■ Exercise instructions
- A) From the article on the Fast & Furious films, copy the passage starting with "The series has" and going on through "them to do.".
- B) Render the lines of the entries as a JSON list of strings, one string per line, starting with the line with "Target: calm water surface" and going on through the line with "Target: teal wooden fence". Skip blank lines and leave out any pictures.
+++ Page
So you could call these tenuous connections, and obviously DC’s working on a much larger scale now that F&F was then, but there are definite similarities in where they are. Tokyo Drift has a dedicated fan base whose tastes don’t quite align with many of the series’ main fans, and I can easily see a similar fate befalling Suicide Squad in the future. There are even some people who’ll go to bat for 2 Fast 2 Furious, as there are for BvS. It’s no longer the punchline it once was, and if what follows improves as much as F&F did, neither will BvS be.

Now let’s look at what Fast & Furious did next; it looked at what people liked about Tokyo Drift, specifically say, the character of Sung Kang’s Han, and brought him, and the original stars people liked first time around, for an attempt to re-energise the series. The resultant Fast & Furious actually isn’t that good of a film either, though it has its fans, but it ultimately served as something of a dry run for Fast Five, the film that changed the franchise forever, and the first to become a critically lauded, global smash.

My point here is, The Fast & Furious franchise learned from its past films. It took what worked, and what didn’t quite, strove to do something better with them and succeeded. It also did not forget about or ret-con its weaker elements. Although it’s now quite different to how it began, the world of Fast & Furious still encompasses everything that’s appeared in all the previous movies, and is weirdly, all the better for it. It’s been pointed out that Fast & Furious now inadvertently possesses a kind of cinematic universe in the manner many studios are now seeking.

The series has even managed to improve specific characters. I remember finding Tyrese Gibson’s Roman tremendously annoying upon his first appearance, yet now he’s a crucial member of the team. Similarly, Paul Walker was bland as anything in his first couple of appearances yet was so beloved, both as a character and an actor by Furious 7 that his exit from the series (tragically necessitated by his real-life death 18 months prior) is an absolute tear-jerker of a scene. The series found a way to both keep people around, and find new and improved things for them to do.

Now let’s look at Batman v Superman. Now I don’t think Henry Cavill is especially bad in the film, but his character does not get the best run. The film shows little to no affection for Superman, mistreating him throughout, then (SPOILERS) killing him off by the end. I believe there could still be a great Superman story in the DCEU. It’s going to be harder now than it would have been when they were making Man of Steel but they could find a way if they look at what works about the character, and how to best utilise him in their universe. We know he’s not going to stay dead anyway.

Similarly, the way Han, the popular character of Tokyo Drift became a major player in the series may well be mimicked by Margot Robbie’s Harley Quinn, the likely breakout star of Suicide Squad, who looks to already be having her own movie in the works. The more people got to see of Han, the more they liked him. Even people who don’t like Suicide Squad seem to agree on Robbie, so let’s give her more to do.

Another thing the Fast & Furious movies appear to do more than any other series though, is listen to their fans. Dwayne Johnson, who’s undoubtedly been a key to their success, was only in the series in the first place because some of Vin Diesel’s fans told him they wanted him in it. Now, the series continues to add awesome actor after awesome actor with each new instalment; Helen freaking Mirren is starring in Fast 8! And why? Because she said she wanted to, people loved the idea, and the producers (of which Diesel is one) listened.
++++++
+++ Given information
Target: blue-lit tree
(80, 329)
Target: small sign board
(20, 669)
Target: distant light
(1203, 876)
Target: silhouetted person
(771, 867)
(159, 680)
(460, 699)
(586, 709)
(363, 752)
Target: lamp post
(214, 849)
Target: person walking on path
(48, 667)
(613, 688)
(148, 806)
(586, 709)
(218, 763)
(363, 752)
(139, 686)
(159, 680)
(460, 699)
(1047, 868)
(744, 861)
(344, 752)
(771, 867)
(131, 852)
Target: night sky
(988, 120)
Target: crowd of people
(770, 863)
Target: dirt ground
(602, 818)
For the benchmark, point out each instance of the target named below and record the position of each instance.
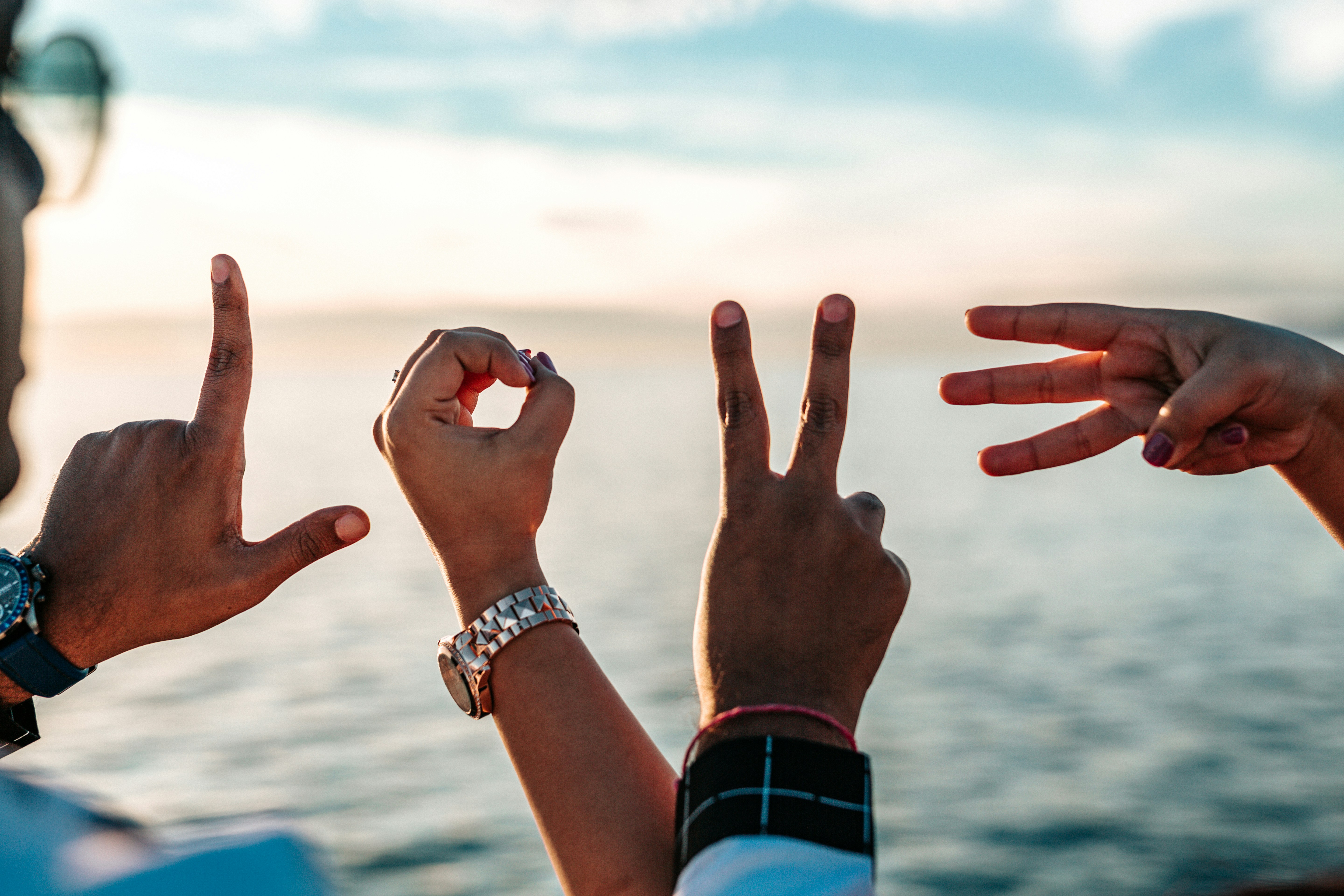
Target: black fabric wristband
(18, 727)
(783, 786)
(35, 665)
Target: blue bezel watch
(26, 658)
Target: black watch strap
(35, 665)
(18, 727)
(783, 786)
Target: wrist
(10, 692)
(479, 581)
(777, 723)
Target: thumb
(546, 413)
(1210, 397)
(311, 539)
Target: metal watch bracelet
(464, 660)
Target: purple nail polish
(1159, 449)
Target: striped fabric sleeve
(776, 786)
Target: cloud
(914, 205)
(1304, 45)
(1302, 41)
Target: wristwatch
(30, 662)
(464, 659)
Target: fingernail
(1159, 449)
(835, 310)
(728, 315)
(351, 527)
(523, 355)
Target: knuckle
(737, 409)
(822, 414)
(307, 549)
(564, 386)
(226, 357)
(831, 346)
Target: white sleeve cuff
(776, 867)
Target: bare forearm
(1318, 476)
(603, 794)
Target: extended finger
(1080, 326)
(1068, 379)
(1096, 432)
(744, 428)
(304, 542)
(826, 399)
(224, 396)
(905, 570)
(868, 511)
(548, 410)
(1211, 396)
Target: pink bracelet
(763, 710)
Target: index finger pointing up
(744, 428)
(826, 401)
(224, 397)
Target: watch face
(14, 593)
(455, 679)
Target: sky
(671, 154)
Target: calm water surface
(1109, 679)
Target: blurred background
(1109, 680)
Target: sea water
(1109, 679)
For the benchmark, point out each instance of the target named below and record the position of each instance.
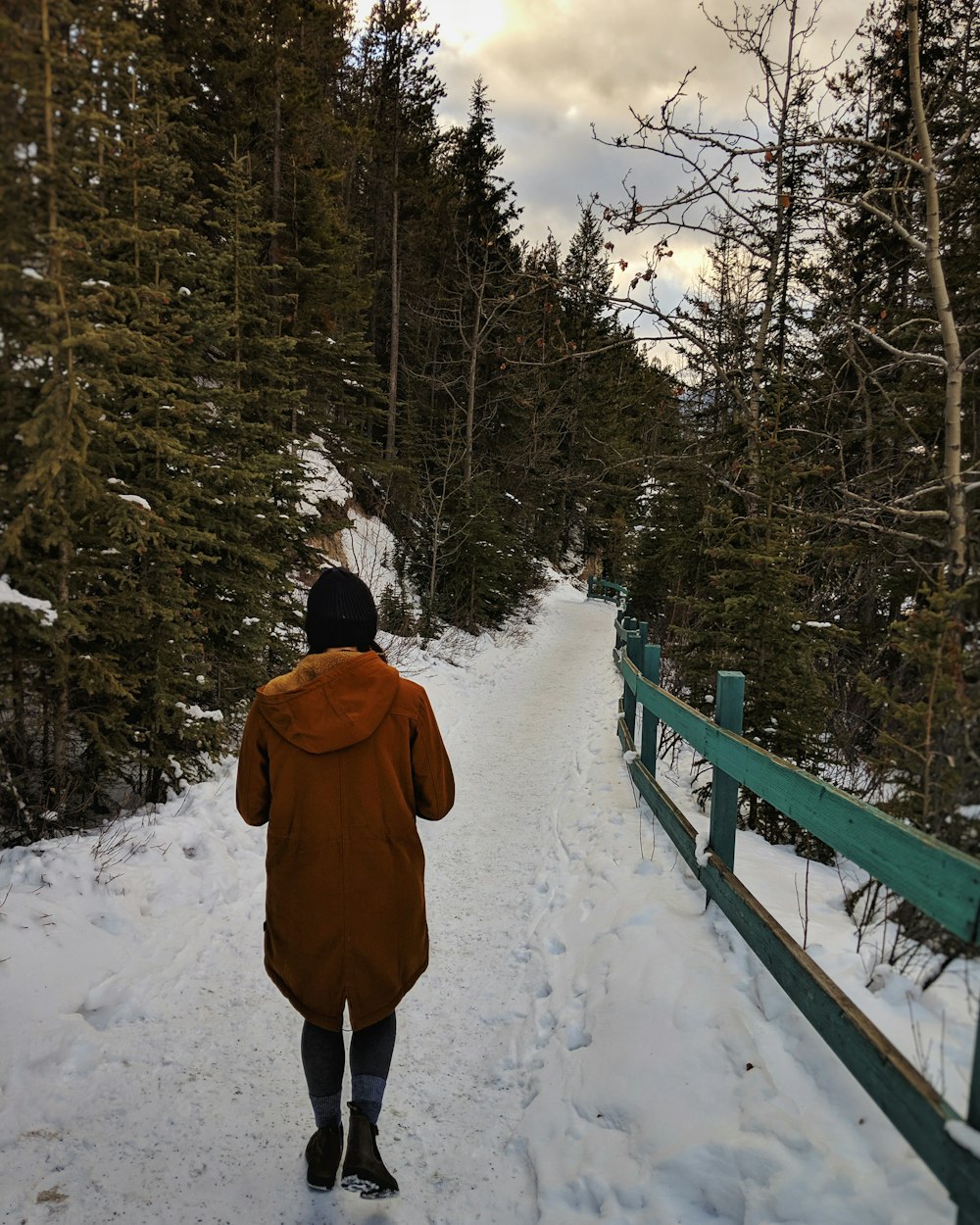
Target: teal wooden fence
++++++
+++ Given information
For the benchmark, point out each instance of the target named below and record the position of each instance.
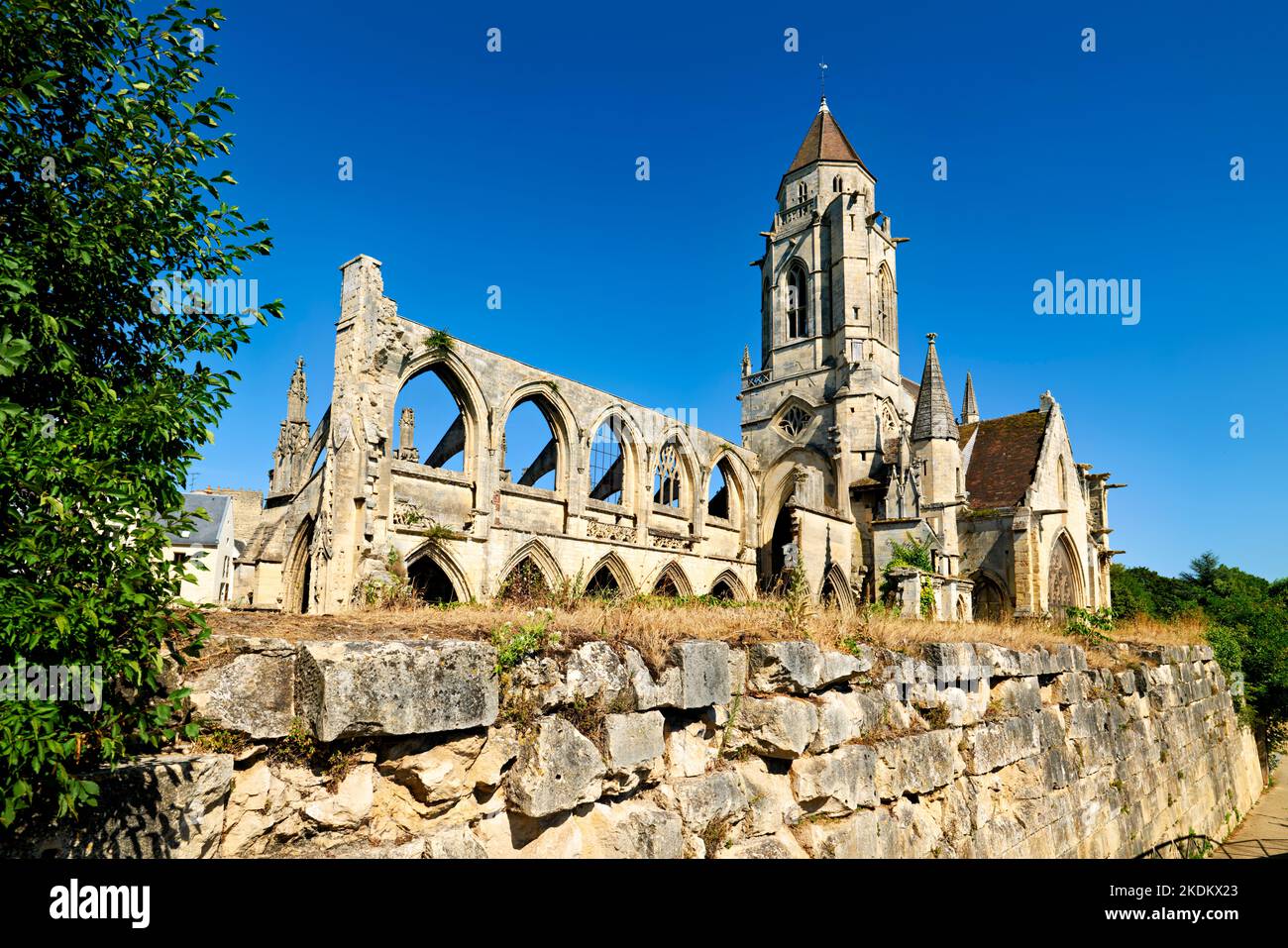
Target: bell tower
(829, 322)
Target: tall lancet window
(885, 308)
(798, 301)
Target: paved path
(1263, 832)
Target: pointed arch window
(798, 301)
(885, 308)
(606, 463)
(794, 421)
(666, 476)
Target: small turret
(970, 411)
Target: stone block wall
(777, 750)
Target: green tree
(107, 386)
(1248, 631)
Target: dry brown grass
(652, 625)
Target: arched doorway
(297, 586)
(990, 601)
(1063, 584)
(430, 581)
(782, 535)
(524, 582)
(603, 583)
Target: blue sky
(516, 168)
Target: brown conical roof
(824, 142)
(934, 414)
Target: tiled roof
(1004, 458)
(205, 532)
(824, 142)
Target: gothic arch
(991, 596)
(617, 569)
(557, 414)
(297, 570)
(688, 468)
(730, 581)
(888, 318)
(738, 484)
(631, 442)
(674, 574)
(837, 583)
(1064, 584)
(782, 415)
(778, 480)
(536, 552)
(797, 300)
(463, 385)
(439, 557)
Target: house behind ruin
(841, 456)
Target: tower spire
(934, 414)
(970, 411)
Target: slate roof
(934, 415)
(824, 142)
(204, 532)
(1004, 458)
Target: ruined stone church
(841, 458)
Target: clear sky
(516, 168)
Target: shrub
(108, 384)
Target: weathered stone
++++++
+++ Given information
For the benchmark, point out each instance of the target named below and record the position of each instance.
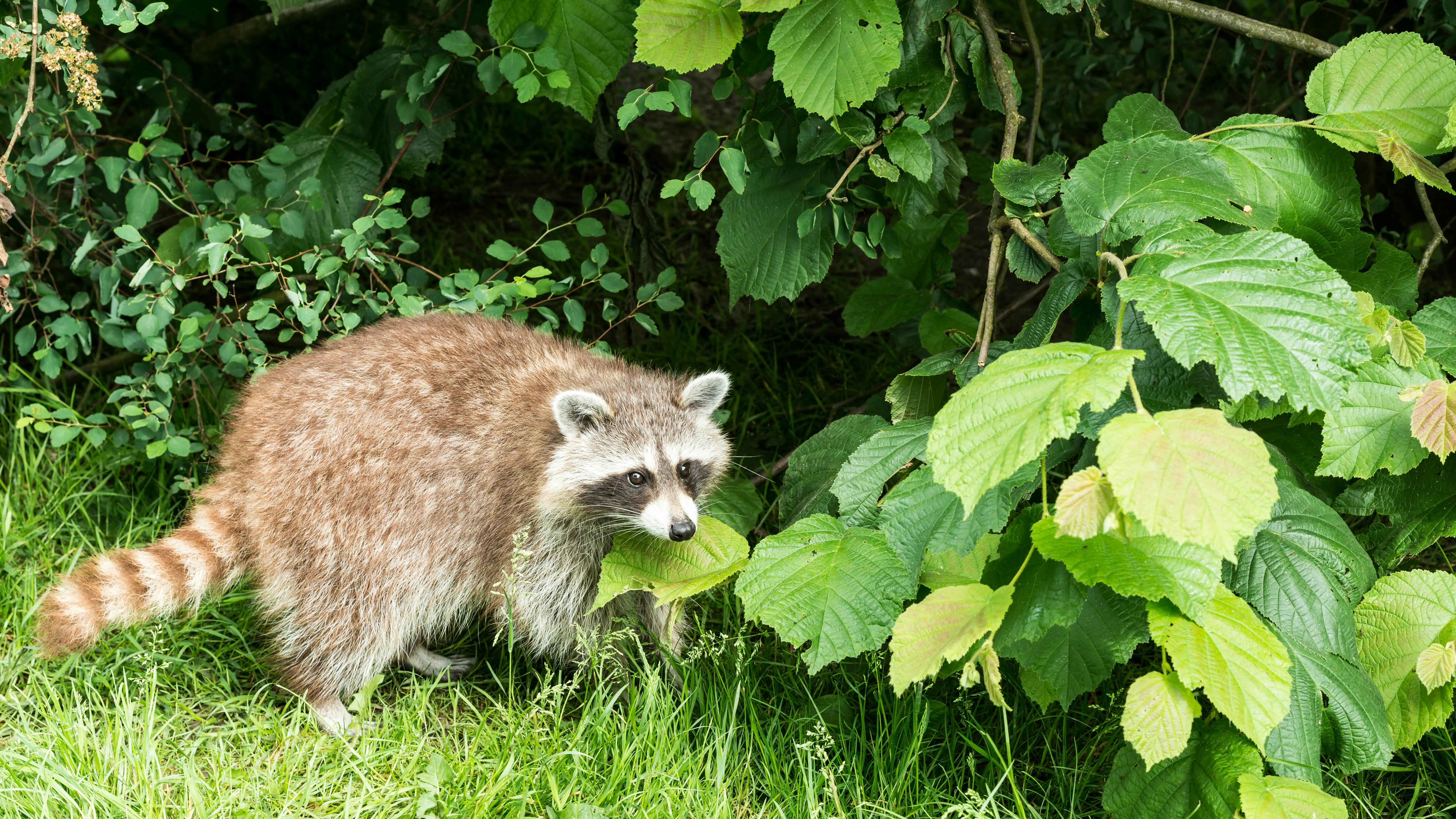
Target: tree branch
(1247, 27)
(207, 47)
++++++
■ In response
- A)
The series has even managed to improve specific characters. I remember finding Tyrese Gibson’s Roman tremendously annoying upon his first appearance, yet now he’s a crucial member of the team. Similarly, Paul Walker was bland as anything in his first couple of appearances yet was so beloved, both as a character and an actor by Furious 7 that his exit from the series (tragically necessitated by his real-life death 18 months prior) is an absolute tear-jerker of a scene. The series found a way to both keep people around, and find new and improved things for them to do.

- B)
[
  "Target: calm water surface",
  "(1109, 679)",
  "Target: blurred background",
  "(1109, 680)",
  "Target: sea water",
  "(1109, 679)",
  "For the benchmark, point out each instance of the target named below and record the position of each instance.",
  "Target: teal wooden fence"
]